##### SUPPLIED MATERIAL

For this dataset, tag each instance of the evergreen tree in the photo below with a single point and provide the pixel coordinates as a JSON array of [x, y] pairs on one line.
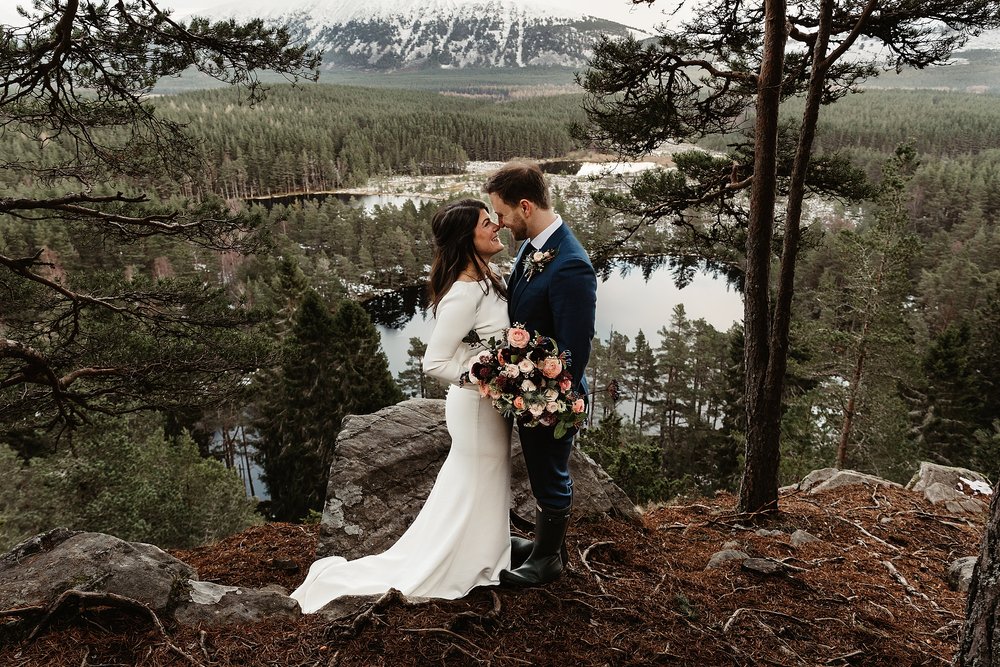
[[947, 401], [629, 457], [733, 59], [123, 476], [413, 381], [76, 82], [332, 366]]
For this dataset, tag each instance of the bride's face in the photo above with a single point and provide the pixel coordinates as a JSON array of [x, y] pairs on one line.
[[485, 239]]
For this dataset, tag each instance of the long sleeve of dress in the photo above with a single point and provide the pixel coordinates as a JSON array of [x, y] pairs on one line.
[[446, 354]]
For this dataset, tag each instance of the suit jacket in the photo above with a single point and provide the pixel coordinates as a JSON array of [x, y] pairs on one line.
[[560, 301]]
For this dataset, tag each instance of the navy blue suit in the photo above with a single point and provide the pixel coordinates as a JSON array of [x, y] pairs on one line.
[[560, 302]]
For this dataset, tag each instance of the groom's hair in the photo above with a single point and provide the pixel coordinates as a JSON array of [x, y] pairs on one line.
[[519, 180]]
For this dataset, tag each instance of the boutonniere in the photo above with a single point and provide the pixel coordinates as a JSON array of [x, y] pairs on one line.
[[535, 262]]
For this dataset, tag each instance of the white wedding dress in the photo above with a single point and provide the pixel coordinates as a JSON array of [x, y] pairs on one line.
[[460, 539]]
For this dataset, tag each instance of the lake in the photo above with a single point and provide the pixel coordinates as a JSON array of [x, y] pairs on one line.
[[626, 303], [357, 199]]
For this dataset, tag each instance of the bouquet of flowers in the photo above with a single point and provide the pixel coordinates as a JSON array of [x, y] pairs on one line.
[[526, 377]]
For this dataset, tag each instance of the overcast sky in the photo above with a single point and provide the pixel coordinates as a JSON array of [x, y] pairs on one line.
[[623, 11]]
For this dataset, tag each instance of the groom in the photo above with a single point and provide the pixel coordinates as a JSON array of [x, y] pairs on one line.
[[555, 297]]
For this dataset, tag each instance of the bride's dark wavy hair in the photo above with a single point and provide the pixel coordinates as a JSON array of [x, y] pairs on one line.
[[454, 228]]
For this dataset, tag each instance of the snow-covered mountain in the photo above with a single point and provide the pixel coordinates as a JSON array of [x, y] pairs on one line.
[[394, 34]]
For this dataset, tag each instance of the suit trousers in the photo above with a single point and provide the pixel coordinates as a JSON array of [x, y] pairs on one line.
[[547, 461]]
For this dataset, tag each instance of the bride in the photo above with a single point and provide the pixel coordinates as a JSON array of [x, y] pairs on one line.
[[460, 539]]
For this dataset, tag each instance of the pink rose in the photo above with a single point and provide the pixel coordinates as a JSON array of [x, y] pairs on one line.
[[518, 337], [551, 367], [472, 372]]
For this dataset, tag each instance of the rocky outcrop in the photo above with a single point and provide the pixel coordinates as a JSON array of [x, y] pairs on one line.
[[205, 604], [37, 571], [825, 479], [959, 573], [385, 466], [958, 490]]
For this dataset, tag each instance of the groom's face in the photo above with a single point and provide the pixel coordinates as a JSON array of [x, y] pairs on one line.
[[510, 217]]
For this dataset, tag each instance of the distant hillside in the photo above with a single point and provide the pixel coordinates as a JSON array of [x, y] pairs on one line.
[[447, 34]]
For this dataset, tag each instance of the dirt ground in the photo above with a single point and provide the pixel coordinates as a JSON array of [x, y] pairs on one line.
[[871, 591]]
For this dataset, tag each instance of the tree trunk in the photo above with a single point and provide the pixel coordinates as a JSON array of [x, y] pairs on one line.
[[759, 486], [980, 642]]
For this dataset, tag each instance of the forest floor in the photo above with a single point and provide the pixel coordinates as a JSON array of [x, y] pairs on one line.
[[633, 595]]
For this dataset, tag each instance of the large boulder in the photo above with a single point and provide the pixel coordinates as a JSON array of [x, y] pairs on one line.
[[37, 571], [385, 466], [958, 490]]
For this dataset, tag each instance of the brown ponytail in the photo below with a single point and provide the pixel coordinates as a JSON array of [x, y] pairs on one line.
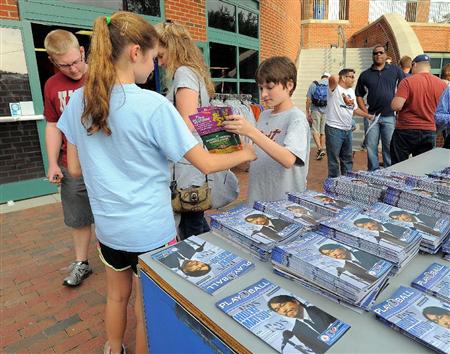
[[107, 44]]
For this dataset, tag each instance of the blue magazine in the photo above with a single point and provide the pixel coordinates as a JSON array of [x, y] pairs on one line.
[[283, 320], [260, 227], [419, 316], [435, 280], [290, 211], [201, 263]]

##########

TASK TO CARRY OUT: Arrange every line of the records above as a Markdown table with two columns, Row and Line, numbering the rows and putting each line's wording under Line. Skip blank lines, and leave the pictures out of the table.

SOLUTION:
| Row | Line |
|---|---|
| 1 | For this dataset, tag each instance of the evergreen tree in the photo below with a single point and provide the pixel coordinates as a JSON array of [x, y] pairs on one line. |
| 2 | [[947, 401], [629, 457], [733, 59], [123, 476], [413, 381], [76, 82], [332, 366]] |
| 3 | For this dataset, tag each instance of the bride's face in the photo above with a single point and provide the pixel coordinates as a JSON array of [x, y] pairs on one line. |
| 4 | [[485, 239]] |
| 5 | For this dataset, tag each instance of the long sleeve of dress in the photo above with a single point and provide the pixel coordinates as a JSON array of [x, y] pairs on one line. |
| 6 | [[446, 354]] |
| 7 | For this dataset, tag each instance of the suit jacket in the photo above with a single point and provide the pixel coordinates as a JSON array of [x, y] pairs on one line. |
| 8 | [[560, 301]] |
| 9 | For this dataset, tag each instance of the navy blue suit in the photo above with a single point and provide the pixel coordinates as a JSON array of [x, y] pairs on one line. |
| 10 | [[560, 302]] |
| 11 | For this dataset, tag each instance of the groom's hair in the photo above with a single point and provide the pixel coordinates as a JSON array of [x, y] pairs on one line. |
| 12 | [[519, 180]] |
| 13 | For this dataset, tag each instance of the boutonniere in the photo above with a single point and provide the pixel coordinates as a JSON array of [x, y] pairs on one line. |
| 14 | [[535, 262]] |
| 15 | For this dataset, tag each instance of the white wedding dress in the photo above with a single point and provide the pixel coordinates as a JSON array of [x, y] pairs on one line. |
| 16 | [[460, 539]] |
| 17 | For this dataset, tag each instance of the lake in the photo above with a single point and provide the pixel coordinates as a JSON array of [x, y] pairs on one line. |
| 18 | [[626, 303], [357, 199]] |
| 19 | For this dataset, tag each instance of the bouquet of flowers in the photo above with a single point and provide the pixel coordinates as a JSON array of [x, y] pairs on one line. |
| 20 | [[526, 377]] |
| 21 | For this dataset, tag each instance of the overcast sky in the photo above with a single point and provide the pixel coordinates as a JSON array of [x, y] pairs on one line. |
| 22 | [[623, 11]] |
| 23 | For this dataset, tag each instance of the groom in the photo above with a single point and provide the pixel coordinates as a JSON array of [x, y] pairs on one line. |
| 24 | [[555, 297]] |
| 25 | For this dataset, tag each instance of the bride's dark wavy hair in the photo above with a single point and provide the pixel coordinates as a JSON array of [x, y] pairs on one line. |
| 26 | [[454, 228]] |
| 27 | For this dataset, tag each instance of the snow-covered mountain in the photo above with a single point and provide the pixel coordinates as a JSON array of [x, y] pairs on one line. |
| 28 | [[394, 34]] |
| 29 | For this dataset, tag each instance of the suit trousers in the photo above with a single point and provide the pixel coordinates as a JSON array of [x, y] pairs on one line. |
| 30 | [[547, 461]] |
| 31 | For this dataset, tag each instance of the bride in the photo above with a single point and provide the pixel coordinates as a JSON array of [x, y] pairs on one line. |
| 32 | [[460, 539]] |
| 33 | For this dataset, tag each instance of the pink rose in the photo above with a single point and provide the pixel coordinates as a JSON array of [x, y] pairs on one line. |
| 34 | [[518, 337], [551, 367], [472, 372]] |
| 35 | For this dataset, tag each instance of the rocky outcrop in the photo above with a single point and provide the pixel coordinates as a JSON array of [x, y] pairs on one line. |
| 36 | [[205, 604], [37, 571], [825, 479], [959, 573], [385, 466], [958, 490]] |
| 37 | For this dataset, tag each instance of the groom's face in the photo above with a single point and provide the pixel coordinates as a JSON array of [x, y] pairs on one line. |
| 38 | [[510, 217]] |
| 39 | For this dataset, tag each instance of the distant hillside in the photo above with a single point and provide the pixel coordinates as a JSON array of [x, y] pairs on one line. |
| 40 | [[447, 34]] |
| 41 | For this dataset, tag each instance of the dirt ground in the photo above with a single point and provide the pixel coordinates as a JSON array of [x, y] pairs on one line. |
| 42 | [[871, 591]] |
| 43 | For this dataset, tag each instance of the tree trunk in the photo above with a single point and provide the pixel coordinates as a JSON array of [x, y] pairs on one line. |
| 44 | [[759, 486], [980, 642]] |
| 45 | For this dataset, tag each instance of the forest floor in the photo above with a single point and provide the pixel coordinates as a JSON array of [x, y] pairs on one line. |
| 46 | [[633, 595]] |
| 47 | For this dataset, tag each instance of the large boulder in the photo above with a single point and provide the pixel coordinates as a JSON array of [x, y] pairs on one line. |
| 48 | [[37, 571], [385, 466], [958, 490]] |
| 49 | For this dataset, tag each instance of the brown ponytail in the photo below with a single point and provide the pixel coordinates as a JSON array of [x, y] pairs on one line. |
| 50 | [[107, 44]] |
| 51 | For this dataset, tag each instance of the blue magazine in the photo above with a single point and provide the pixel coordinates as a JSON array of [x, y] pairs on one line. |
| 52 | [[283, 320], [260, 227], [419, 316], [435, 280], [290, 211], [201, 263]] |